RECORD SET
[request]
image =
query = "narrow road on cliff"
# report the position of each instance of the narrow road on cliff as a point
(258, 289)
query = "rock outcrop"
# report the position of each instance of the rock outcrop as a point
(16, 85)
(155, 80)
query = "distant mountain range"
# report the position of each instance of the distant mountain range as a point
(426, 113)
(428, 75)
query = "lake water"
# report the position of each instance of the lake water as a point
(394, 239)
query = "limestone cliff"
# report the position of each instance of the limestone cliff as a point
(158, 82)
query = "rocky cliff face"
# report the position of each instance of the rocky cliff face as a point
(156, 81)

ASSIGNMENT
Out of the preceding entries, pull every line containing the string "query".

FINISHED EXERCISE
query = "narrow road on cliff"
query = "rock outcrop"
query = "distant mountain range"
query = "lake water"
query = "limestone cliff"
query = "rocky cliff face"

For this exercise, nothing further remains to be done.